_Exercise prompt_
Retype only what runs from the line that contains "If you could annotate the scattered" through the last line of the listing below, both lines included.

_Raw data_
□ □ □ □

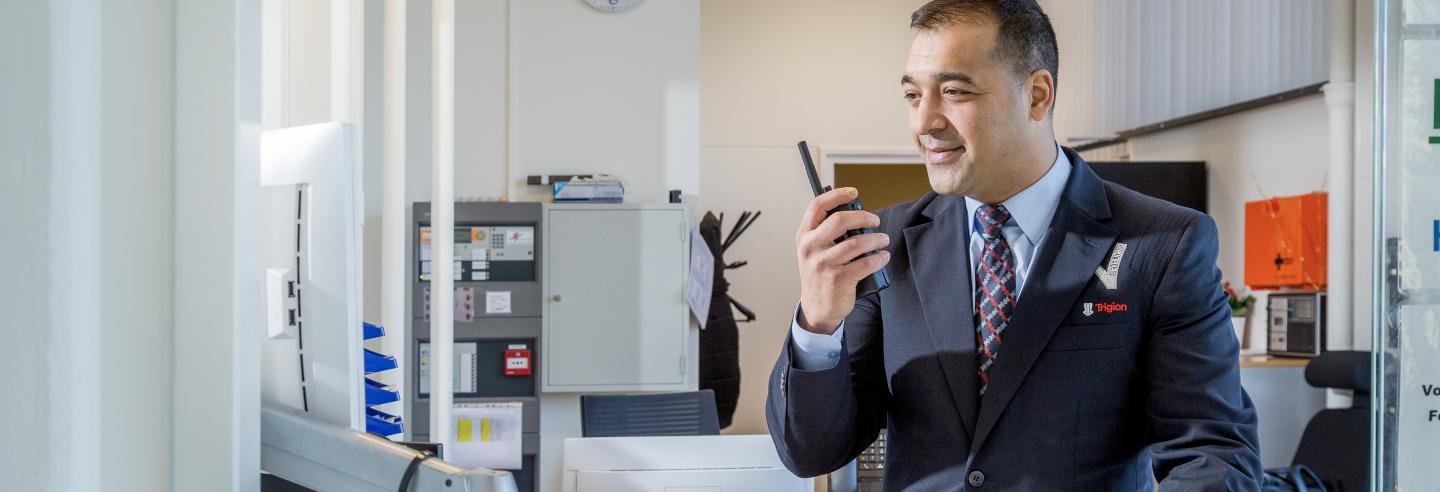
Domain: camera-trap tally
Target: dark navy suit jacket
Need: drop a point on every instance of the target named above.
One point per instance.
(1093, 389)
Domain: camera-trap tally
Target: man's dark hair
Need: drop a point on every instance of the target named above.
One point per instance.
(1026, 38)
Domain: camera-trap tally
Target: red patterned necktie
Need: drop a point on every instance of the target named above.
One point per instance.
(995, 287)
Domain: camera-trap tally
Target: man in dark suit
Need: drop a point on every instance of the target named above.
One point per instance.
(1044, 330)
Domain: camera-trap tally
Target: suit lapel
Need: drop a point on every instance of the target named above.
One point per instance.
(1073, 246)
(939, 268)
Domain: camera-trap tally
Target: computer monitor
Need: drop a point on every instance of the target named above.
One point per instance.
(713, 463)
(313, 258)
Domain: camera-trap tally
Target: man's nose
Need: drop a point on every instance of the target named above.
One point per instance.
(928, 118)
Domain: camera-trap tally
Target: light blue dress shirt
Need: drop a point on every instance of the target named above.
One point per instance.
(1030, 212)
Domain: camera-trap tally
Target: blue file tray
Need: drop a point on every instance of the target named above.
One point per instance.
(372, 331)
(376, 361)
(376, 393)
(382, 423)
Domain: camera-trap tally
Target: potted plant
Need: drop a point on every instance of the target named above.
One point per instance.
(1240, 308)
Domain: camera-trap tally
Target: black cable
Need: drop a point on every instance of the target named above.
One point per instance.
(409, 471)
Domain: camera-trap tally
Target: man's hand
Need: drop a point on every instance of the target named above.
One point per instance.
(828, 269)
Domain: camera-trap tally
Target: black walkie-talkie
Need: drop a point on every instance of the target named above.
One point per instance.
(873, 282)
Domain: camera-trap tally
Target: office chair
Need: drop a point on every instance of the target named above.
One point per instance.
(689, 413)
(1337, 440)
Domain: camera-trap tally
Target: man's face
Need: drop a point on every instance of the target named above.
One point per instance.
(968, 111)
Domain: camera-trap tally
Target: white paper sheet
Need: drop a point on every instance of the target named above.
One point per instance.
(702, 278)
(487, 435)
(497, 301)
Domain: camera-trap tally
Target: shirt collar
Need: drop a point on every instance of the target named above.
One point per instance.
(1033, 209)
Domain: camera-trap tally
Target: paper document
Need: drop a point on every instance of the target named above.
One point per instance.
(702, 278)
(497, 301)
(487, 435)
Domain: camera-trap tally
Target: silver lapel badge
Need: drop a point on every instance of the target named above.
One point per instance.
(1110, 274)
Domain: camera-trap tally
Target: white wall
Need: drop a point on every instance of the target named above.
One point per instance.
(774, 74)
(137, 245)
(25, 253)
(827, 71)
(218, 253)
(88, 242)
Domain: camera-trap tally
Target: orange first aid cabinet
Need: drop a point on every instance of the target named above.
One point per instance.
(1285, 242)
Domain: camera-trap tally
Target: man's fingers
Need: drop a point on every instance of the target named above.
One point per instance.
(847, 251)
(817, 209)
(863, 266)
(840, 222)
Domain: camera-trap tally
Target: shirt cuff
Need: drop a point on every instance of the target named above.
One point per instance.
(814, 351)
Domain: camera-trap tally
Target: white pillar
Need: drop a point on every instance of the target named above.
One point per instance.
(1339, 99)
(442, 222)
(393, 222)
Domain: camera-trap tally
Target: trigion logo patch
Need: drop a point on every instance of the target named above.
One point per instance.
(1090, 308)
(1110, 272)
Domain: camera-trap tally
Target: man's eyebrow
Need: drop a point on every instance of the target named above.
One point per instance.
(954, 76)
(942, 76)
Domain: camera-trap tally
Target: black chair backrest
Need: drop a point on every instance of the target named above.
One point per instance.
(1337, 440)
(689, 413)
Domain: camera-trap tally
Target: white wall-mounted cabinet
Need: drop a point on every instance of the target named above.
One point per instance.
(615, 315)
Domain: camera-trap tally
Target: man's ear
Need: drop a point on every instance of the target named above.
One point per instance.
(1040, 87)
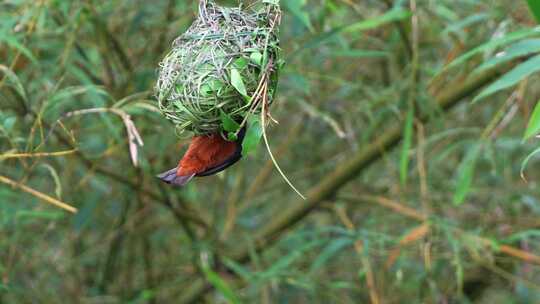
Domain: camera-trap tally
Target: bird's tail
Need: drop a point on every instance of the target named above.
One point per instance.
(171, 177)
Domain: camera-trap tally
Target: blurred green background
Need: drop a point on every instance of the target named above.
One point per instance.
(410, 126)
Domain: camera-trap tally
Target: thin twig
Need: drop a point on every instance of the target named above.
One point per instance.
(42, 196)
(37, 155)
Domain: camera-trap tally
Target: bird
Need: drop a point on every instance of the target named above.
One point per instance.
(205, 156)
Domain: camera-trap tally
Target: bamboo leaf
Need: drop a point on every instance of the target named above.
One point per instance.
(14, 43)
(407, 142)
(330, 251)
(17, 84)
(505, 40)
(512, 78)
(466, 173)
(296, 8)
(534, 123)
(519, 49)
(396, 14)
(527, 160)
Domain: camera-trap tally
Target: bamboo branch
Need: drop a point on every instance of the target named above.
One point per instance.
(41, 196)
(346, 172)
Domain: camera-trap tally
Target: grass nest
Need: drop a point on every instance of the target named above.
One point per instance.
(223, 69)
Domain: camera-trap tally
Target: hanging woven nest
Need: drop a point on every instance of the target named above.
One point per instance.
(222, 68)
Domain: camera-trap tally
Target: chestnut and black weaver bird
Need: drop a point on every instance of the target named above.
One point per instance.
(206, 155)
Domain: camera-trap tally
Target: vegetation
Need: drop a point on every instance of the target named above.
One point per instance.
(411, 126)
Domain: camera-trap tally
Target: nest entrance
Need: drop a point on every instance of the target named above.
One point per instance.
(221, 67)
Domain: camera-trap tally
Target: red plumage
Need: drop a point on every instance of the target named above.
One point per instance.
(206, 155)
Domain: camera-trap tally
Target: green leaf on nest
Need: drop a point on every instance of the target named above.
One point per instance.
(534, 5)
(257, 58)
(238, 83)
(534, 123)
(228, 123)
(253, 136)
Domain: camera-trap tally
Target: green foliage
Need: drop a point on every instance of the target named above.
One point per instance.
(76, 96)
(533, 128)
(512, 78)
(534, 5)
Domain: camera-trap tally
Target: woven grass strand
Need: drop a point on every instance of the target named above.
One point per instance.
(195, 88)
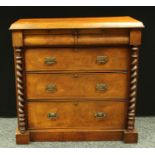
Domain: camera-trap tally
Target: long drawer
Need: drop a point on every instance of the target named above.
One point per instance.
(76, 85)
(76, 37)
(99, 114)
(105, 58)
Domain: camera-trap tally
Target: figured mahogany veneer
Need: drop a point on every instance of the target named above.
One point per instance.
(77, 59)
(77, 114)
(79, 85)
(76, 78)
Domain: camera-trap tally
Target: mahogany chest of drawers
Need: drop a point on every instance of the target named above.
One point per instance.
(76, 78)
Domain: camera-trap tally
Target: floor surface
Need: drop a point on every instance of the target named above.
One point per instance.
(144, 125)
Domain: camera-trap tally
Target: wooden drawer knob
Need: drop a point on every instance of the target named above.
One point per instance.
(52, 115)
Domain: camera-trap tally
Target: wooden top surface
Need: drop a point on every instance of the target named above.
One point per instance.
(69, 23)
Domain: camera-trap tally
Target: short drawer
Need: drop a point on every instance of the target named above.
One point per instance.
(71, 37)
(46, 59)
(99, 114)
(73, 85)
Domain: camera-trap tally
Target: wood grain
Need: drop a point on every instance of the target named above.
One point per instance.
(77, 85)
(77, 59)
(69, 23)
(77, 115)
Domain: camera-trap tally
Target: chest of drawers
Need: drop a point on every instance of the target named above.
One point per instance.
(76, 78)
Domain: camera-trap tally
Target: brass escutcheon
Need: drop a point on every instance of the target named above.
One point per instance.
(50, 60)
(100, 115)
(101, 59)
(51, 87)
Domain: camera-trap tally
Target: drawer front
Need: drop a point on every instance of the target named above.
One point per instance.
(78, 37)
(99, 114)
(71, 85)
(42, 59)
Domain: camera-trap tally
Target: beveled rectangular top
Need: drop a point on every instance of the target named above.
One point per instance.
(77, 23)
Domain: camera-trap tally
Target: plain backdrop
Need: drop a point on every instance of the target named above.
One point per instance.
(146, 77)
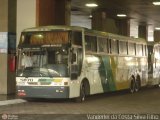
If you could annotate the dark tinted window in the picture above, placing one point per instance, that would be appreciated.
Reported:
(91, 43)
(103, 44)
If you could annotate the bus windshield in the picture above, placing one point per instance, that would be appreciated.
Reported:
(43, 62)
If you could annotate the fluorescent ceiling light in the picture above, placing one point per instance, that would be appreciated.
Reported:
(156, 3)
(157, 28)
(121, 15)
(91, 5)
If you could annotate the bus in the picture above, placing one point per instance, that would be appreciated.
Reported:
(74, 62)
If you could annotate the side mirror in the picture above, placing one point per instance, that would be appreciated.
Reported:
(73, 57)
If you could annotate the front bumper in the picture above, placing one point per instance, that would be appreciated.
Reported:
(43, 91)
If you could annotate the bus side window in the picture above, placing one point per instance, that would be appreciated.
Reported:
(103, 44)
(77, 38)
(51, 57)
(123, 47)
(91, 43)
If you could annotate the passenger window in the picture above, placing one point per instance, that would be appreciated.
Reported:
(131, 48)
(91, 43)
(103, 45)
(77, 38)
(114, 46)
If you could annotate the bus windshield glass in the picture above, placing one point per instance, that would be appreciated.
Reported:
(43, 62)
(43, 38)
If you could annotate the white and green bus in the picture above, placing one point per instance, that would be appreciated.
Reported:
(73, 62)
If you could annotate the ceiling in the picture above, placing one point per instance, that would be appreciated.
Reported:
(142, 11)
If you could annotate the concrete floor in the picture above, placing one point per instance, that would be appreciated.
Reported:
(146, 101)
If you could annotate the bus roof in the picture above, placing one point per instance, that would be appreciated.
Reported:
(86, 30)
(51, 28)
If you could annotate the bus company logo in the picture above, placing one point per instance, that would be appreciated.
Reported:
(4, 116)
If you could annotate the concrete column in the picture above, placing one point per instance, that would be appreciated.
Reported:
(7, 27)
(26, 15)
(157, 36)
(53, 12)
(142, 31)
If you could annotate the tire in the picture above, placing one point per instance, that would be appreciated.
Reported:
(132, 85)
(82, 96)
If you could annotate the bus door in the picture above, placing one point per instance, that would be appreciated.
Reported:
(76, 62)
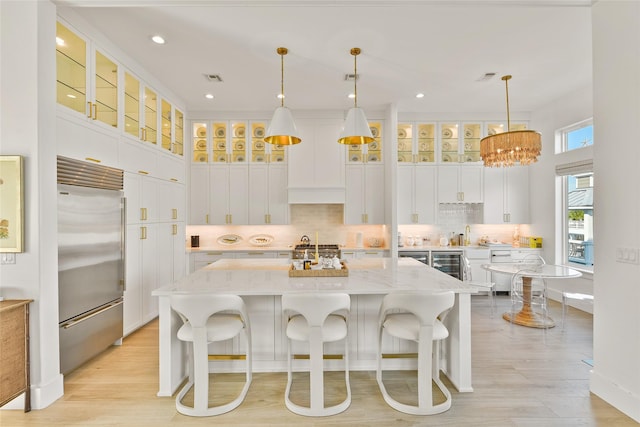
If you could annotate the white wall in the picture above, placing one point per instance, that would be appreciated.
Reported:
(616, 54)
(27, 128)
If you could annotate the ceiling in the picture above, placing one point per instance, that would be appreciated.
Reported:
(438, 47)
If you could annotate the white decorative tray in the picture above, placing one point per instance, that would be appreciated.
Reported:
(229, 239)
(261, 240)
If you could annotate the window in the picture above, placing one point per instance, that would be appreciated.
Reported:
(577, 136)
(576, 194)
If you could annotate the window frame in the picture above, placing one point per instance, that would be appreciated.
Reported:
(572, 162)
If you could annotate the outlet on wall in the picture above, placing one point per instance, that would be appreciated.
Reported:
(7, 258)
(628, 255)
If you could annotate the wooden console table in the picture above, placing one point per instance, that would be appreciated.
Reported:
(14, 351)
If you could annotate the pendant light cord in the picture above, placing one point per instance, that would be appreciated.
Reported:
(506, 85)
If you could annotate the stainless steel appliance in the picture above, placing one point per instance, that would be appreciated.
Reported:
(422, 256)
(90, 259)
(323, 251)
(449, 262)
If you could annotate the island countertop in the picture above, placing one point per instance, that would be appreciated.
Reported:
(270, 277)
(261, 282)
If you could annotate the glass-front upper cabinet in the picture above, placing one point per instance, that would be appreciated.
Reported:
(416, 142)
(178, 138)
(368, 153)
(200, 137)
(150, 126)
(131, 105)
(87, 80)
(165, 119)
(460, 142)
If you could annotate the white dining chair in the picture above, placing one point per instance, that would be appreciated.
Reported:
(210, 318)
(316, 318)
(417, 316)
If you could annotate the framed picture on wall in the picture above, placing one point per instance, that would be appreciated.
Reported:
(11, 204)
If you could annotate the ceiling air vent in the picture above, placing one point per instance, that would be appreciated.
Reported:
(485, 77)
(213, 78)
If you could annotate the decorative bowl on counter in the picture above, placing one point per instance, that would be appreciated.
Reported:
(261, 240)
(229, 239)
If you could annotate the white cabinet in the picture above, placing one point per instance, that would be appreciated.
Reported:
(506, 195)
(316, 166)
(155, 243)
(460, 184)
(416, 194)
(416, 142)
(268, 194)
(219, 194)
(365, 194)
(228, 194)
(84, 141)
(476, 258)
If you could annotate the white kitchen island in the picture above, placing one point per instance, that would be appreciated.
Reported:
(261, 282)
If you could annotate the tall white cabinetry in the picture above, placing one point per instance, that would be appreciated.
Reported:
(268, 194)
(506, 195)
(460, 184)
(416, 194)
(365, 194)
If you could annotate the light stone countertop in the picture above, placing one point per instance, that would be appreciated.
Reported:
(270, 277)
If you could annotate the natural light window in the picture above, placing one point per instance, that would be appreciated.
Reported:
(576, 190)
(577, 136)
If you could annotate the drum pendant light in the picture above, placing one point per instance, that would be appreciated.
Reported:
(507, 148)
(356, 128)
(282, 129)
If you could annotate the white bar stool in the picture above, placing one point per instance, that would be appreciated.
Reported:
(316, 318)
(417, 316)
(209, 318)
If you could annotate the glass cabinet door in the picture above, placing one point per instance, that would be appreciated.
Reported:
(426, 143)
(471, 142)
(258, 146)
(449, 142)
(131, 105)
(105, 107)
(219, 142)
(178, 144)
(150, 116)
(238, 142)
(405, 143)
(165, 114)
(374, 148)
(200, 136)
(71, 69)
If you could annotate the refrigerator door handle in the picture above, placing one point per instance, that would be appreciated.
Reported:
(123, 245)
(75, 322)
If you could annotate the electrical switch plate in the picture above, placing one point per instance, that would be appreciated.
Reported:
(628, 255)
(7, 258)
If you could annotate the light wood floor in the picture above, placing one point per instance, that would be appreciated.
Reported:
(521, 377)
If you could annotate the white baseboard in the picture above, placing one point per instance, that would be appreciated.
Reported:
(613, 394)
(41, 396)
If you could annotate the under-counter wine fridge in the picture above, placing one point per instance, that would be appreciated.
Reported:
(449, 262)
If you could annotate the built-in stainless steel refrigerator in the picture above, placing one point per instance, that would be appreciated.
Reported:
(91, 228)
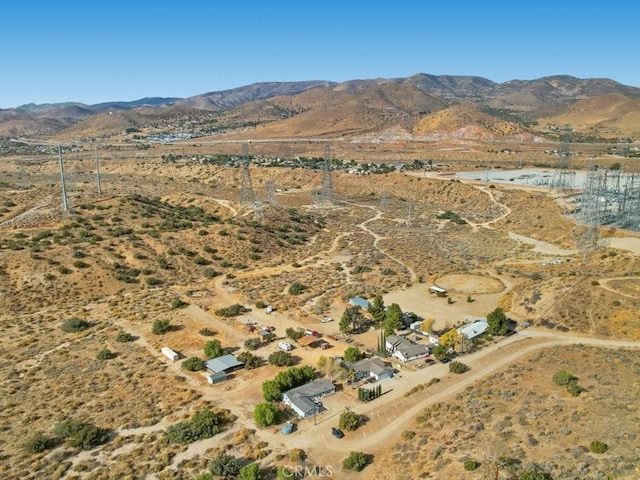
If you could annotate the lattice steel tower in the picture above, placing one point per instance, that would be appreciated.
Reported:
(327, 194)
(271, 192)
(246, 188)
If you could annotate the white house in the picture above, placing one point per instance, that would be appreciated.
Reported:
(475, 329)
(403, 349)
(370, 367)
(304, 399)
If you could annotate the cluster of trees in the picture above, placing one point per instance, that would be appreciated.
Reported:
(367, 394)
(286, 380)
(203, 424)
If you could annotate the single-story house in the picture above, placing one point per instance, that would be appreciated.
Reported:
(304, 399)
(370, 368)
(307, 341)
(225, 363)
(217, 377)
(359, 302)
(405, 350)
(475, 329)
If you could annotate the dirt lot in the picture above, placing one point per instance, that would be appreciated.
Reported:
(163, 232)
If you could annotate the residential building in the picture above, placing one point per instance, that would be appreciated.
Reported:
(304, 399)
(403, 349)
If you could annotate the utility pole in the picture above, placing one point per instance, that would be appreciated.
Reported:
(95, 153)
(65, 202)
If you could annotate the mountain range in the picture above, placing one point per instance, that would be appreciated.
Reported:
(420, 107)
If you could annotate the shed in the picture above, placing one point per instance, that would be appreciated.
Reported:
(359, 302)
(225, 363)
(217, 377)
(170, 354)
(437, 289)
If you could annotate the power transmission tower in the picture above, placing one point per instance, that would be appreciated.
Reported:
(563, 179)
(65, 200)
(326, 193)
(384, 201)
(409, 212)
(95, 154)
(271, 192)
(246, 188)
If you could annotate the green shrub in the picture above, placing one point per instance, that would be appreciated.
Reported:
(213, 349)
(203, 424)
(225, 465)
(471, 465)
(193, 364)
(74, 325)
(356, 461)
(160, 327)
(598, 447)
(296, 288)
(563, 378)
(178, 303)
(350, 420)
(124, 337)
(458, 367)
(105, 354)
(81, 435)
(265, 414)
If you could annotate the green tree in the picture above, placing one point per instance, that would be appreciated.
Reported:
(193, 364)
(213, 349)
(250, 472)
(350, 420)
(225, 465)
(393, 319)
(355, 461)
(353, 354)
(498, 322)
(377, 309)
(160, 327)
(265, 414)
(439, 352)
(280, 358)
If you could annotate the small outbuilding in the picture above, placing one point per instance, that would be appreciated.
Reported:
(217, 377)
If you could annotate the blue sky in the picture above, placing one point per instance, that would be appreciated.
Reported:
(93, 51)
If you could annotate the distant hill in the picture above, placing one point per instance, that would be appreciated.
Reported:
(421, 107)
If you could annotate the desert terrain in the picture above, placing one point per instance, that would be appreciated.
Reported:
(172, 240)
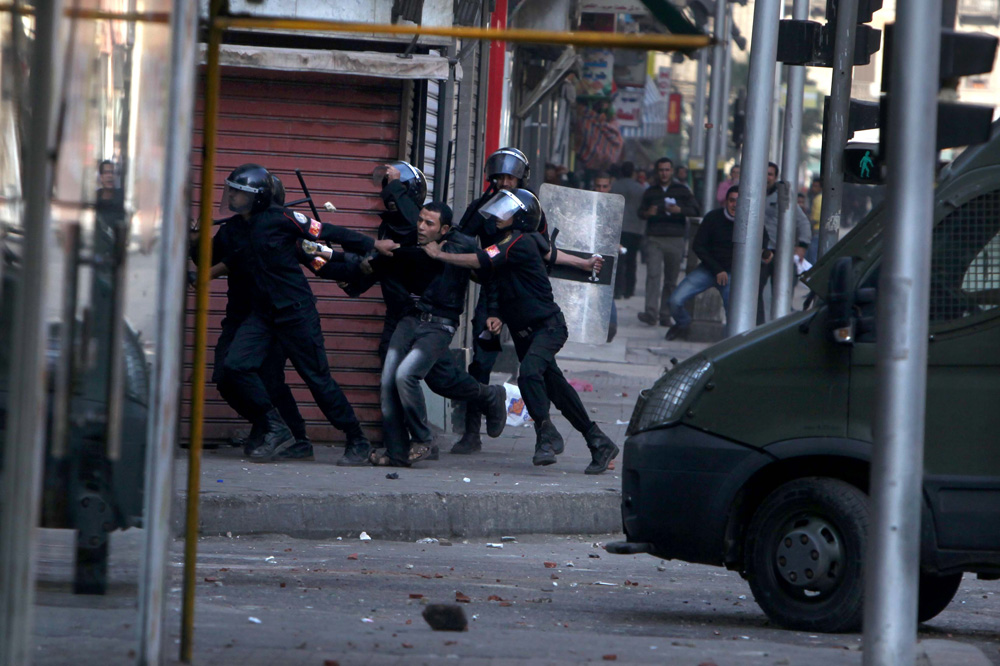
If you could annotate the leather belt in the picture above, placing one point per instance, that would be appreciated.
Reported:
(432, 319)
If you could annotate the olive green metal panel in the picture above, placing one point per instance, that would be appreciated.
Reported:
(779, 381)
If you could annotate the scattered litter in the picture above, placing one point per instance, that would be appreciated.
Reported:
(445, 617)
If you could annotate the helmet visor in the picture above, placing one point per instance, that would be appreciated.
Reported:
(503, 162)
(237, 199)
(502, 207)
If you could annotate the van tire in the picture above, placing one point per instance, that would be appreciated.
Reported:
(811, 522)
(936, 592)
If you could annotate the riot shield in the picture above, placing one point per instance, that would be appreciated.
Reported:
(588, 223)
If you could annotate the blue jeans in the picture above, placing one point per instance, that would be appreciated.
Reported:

□ □ □ □

_Reply_
If you could annotate the scattered litter in the picture above, placing one point per instance, that would be appreciated.
Reported:
(445, 617)
If you could annotate the helmet visor in the picture above, placing one point per instance, that would be appreciated.
Reported:
(503, 162)
(237, 199)
(502, 207)
If you could annotate the van tire in the picture above, placing one point per instance, that would be appreciated.
Reported:
(811, 522)
(936, 592)
If you could annotate the riot shield in the picture above, placing one point per instance, that would be appreciated.
Reported:
(588, 223)
If you could annotate the blue jeans in the picture above, placing one point per instance, that would be appreciated.
Reported:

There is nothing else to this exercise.